───── Data for review ─────
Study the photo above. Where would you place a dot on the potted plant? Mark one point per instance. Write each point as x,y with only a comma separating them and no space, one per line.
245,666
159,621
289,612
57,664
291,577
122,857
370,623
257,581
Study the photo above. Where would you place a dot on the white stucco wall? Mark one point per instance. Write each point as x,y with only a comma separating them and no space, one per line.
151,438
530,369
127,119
─────
Task directions:
Could you print, word for word, the line containing "on the white" and every line after it through the end of the records, and nothing else?

Answer box:
Study the photo above. Where would you place a dot on the white stucco wall? Mark one point per instance. Write each point as x,y with only a comma separating them and no space, one per line.
151,438
530,369
127,119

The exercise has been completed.